*** Opening of Records shown ***

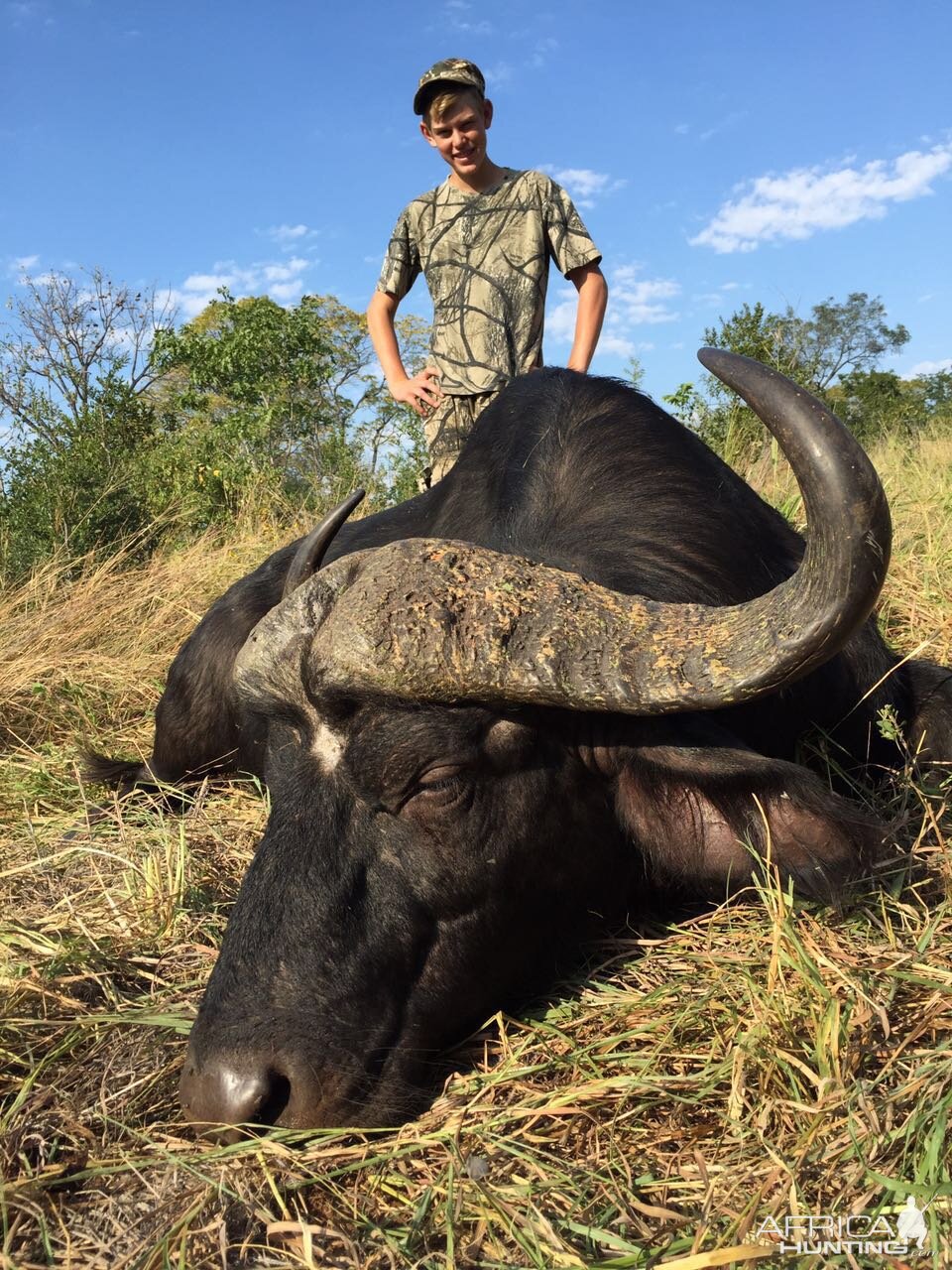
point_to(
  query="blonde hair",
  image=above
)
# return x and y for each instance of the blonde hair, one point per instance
(443, 102)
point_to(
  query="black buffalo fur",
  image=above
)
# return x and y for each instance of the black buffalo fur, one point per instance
(422, 864)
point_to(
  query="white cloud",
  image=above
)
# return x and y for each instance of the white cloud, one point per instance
(633, 302)
(289, 236)
(584, 186)
(800, 203)
(722, 125)
(281, 280)
(928, 368)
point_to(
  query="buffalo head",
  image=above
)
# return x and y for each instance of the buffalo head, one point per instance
(474, 756)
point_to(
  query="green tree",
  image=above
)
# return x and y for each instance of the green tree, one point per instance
(73, 379)
(291, 399)
(838, 341)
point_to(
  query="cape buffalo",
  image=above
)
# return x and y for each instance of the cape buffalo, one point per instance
(581, 661)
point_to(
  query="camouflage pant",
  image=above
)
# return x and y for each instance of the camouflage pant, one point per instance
(447, 429)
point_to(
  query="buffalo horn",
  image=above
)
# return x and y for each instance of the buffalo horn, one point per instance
(449, 621)
(309, 554)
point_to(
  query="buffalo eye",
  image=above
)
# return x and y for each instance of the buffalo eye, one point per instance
(438, 789)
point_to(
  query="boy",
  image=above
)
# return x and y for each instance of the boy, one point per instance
(483, 241)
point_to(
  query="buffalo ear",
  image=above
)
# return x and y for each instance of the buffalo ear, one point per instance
(711, 817)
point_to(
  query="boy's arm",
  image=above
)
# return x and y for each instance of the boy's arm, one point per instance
(590, 284)
(420, 391)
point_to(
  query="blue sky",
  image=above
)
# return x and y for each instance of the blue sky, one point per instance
(719, 154)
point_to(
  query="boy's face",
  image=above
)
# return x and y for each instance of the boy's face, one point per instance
(460, 134)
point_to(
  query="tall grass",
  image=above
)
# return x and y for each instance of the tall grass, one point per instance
(711, 1070)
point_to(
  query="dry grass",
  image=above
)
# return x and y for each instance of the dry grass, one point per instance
(760, 1060)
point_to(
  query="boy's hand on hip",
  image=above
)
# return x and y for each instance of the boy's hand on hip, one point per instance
(421, 391)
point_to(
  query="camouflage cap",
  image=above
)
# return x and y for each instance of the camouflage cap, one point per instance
(452, 70)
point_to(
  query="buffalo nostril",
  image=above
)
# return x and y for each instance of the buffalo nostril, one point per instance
(218, 1093)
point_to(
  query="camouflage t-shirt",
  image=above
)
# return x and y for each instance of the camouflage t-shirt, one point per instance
(485, 258)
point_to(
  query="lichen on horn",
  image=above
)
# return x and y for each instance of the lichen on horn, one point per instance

*** Close of Records shown ***

Set down the entries exactly as they appear, with every picture left out.

point_to(
  query="blonde hair",
  image=above
)
# return x and y for each instance of the blonde hair, one point per instance
(443, 102)
point_to(
  query="black buffalo fur",
  image=above
)
# return x and y for each instance of the black buffalo fur, one point per instance
(422, 864)
point_to(
  query="white cloud",
  image=above
)
# return x and y for each instance of the white cloud, one point per instance
(633, 302)
(289, 236)
(584, 186)
(800, 203)
(722, 125)
(281, 280)
(928, 368)
point_to(
  query="buffalo head",
  image=above
)
# return x and y for each instance of the buffalo head, one point per instance
(474, 756)
point_to(
  query="green tree",
  image=above
)
# return x and y for each instance of the green tree, one point per instance
(73, 379)
(291, 399)
(838, 341)
point_to(
  query="cape buffalo",
  image=above
)
# return x and y for each instance of the cape buffalo, one point per instance
(581, 661)
point_to(
  query="camouflage pant",
  image=above
)
# return x and y for each instance of the camouflage pant, one point per instance
(447, 429)
point_to(
  query="buffalo horn",
  image=above
)
# return x and y for each instance of the buffalo horn, one point per instance
(449, 621)
(309, 554)
point_to(
  query="buffalo eye",
  image=above
)
# return x and y for each instance of the buffalo eye, one point per instance
(438, 789)
point_to(
  query="boy",
  image=above
)
# return x and y for each instance of the boy, one point per instance
(483, 241)
point_to(
  query="buffalo ear",
  image=above
)
# return x and y for each instance of the buffalo ear, one point per instance
(711, 817)
point_to(
  query="boy's arm",
  image=above
)
# return x and y for each instance of the boy's arm, one point per instance
(590, 284)
(420, 391)
point_to(
  query="blue sky",
  image=above
)
# return x and y for each instance of the blue sky, one point per instance
(719, 154)
point_to(
  query="boy's face",
  image=above
)
# return x and y for each instance of the boy's face, one point per instance
(460, 134)
point_to(
  query="tall grass",
  image=above
)
# return x and y for each instance of the tall grass, one point per instance
(711, 1070)
point_to(
  query="dry grass",
  image=above
)
# return x and y for each instance of the dry grass, one point per instance
(760, 1060)
point_to(
  query="boy's hand on hip",
  image=above
)
# return x and y for each instance of the boy's hand on hip, one point per instance
(421, 391)
point_to(
  query="camouflage cap",
  image=above
)
# return x and y for each instance of the camouflage cap, one point per instance
(452, 70)
point_to(
  query="buffalo nostril",
  image=above
)
# return x and y for each instance of the buffalo nostril, one point per instance
(218, 1093)
point_to(
  query="camouflage t-shirt",
  image=above
)
# return x and y for each instance of the camouflage t-shirt, one point per instance
(485, 258)
point_to(
  query="lichen on horn",
  image=above
)
# return x and y for each instance of the lichen on horn, one point per instance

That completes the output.